→ Your instructions
Select every line of the records that contains the word "white", and copy each one out.

→ Data entries
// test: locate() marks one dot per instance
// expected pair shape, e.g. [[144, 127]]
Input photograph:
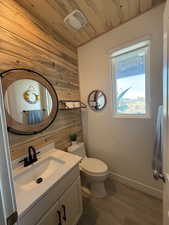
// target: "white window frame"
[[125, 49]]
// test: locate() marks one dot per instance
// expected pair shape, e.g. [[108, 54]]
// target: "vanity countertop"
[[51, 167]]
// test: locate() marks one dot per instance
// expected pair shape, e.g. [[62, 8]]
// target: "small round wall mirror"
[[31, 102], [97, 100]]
==
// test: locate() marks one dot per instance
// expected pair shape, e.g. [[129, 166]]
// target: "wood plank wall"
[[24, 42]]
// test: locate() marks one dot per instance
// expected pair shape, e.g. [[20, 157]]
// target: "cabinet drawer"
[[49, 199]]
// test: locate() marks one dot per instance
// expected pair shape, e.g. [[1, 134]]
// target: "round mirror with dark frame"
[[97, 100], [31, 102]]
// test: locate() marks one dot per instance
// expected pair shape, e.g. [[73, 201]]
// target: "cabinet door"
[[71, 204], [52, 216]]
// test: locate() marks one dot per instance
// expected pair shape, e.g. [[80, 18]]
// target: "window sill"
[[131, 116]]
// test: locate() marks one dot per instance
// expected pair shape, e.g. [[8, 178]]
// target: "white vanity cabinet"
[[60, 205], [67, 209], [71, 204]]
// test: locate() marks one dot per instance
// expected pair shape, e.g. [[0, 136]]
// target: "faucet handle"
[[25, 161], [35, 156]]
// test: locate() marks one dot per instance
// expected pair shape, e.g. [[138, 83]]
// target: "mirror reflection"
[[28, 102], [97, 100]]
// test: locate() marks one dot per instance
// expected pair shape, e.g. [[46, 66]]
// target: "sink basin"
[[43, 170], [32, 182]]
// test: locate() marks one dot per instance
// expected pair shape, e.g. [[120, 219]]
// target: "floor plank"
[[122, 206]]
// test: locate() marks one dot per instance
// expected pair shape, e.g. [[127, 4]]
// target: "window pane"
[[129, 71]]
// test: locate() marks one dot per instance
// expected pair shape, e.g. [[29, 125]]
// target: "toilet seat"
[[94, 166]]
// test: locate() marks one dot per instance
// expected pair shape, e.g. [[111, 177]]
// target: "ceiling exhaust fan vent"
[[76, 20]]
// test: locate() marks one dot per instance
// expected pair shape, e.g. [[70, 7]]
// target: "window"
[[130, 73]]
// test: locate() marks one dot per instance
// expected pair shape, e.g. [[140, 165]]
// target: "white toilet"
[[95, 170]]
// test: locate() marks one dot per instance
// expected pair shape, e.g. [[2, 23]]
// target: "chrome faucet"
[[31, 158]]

→ Expected answer
// target: "white window frame"
// target: "white vanity cabinet"
// target: "white toilet"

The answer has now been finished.